Kafka Metrics

Kafka specific metrics in the monitoring API begin with the k:: prefix, ie. k::underReplicatedPartitions.

Authentication

All requests to the API must use Basic Authentication and contain a valid username and monitoring API key. API keys are created per user account and can be retrieved via the Instaclustr Console from the Account > API Key tab.

Metrics

Metrics are requested by constructing a GET request, consisting of:

  • type: Either ‘clusters’, ‘datacentres’ or ‘nodes’.
    • ‘clusters’ returns the metrics for each node in the cluster.
    • ‘datacentres’ returns the metrics for each node belonging to the datacenter.
    • ‘nodes’ returns the metrics for a specific node.
  • UUID or public IP: If the type is set to ‘clusters’ or ‘datacentres’, then the UUID of cluster or datacentre must be specified. However, if the type is set to ‘nodes’, then either the nodes’ UUID or public IP may be specified.
  • metrics: The metrics to return are specified as a comma-delimited query string parameter. Up to 20 metrics may be specified.
  • reportNaN: (true|false) If a metric value is NaN or null, reportNaN determines whether API should report it as NaN. The default behaviour is false and NaN and null will be reported as 0. Setting ‘reportNaN=true’ will return NaN values in the API response.

General Metrics

Aside from the Kafka specific metrics, there are three generic node metrics which apply to all nodes regardless of what application is running on it.

These metrics are:

  • n::cpuUtilization: Current CPU used as a percentage of total available. Maximum value is 100%, regardless of the number of cores on the node.
  • n::osLoad: Current OS load. Generally, a node is overloaded if os load >= the number of cores on the node.
  • n::diskUtilization: Total disk space used by Kafka, as a percentage of total disk space available.
# # #
WHAT IS BEING ASKED —
According to the Kafka metrics page, what is the largest number of metrics that a single request may specify?

MATERIAL —
# # #
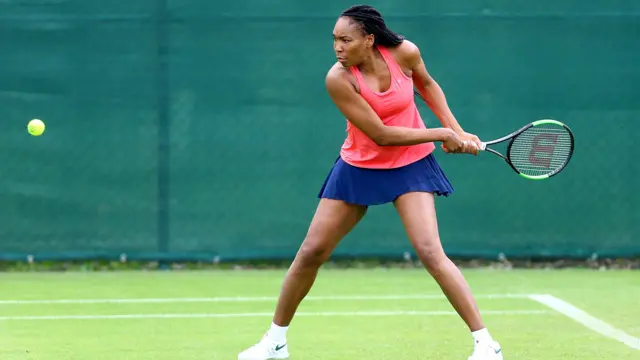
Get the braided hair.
[340,5,404,47]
# # #
WRITTEN RESPONSE —
Up to 20 metrics.